**Task objective**
Output the full paragraph on vectorized CPU and GPU evaluation of GP expression trees, character for character.

**Excerpt to read**
In his master's thesis \textcite{weinberger_vektoroperationen_2018} explored the possibility of utilising vector operations in the field of GP. He mainly focused on vectorising the evaluation on the CPU and by utilising the GPU to evaluate the expression trees generated by a GP algorithm. By utilising OpenCL and an AMD GPU he achieved a speed-up of two when utilising vectorisation on the CPU and a speed-up of 116 when utilising the GPU. This shows that the GPU also has great potential in the more specific case of symbolic regression with the above described parameter optimisation.

**Rows**
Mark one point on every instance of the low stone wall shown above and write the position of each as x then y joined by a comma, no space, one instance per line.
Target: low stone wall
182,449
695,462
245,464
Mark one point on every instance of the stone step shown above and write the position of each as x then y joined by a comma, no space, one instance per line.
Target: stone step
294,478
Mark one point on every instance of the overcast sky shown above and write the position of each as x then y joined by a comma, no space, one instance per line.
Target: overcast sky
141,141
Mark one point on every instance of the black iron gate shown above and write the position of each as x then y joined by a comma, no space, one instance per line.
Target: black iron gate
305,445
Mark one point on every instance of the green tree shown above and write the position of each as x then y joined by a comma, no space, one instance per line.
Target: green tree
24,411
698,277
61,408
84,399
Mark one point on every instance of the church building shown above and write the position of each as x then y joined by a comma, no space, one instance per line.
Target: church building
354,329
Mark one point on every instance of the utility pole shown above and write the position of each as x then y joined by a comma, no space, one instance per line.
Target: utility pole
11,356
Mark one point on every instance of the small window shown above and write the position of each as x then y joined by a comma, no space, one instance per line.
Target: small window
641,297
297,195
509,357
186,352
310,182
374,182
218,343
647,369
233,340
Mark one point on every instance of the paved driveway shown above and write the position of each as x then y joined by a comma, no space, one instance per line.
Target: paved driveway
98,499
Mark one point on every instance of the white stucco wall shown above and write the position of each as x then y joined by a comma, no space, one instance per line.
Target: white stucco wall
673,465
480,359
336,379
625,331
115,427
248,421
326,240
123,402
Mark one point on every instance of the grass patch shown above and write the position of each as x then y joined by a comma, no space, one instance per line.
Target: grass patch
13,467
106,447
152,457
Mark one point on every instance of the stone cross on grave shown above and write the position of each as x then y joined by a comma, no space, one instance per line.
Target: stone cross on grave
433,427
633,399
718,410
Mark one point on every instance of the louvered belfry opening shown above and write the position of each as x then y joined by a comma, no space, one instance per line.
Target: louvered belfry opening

**Right answer**
In his master's thesis \textcite{weinberger_vektoroperationen_2018} explored the possibility of utilising vector operations in the field of GP. He mainly focused on vectorising the evaluation on the CPU and by utilising the GPU to evaluate the expression trees generated by a GP algorithm. By utilising OpenCL and an AMD GPU he achieved a speed-up of two when utilising vectorisation on the CPU and a speed-up of 116 when utilising the GPU. This shows that the GPU also has great potential in the more specific case of symbolic regression with the above described parameter optimisation.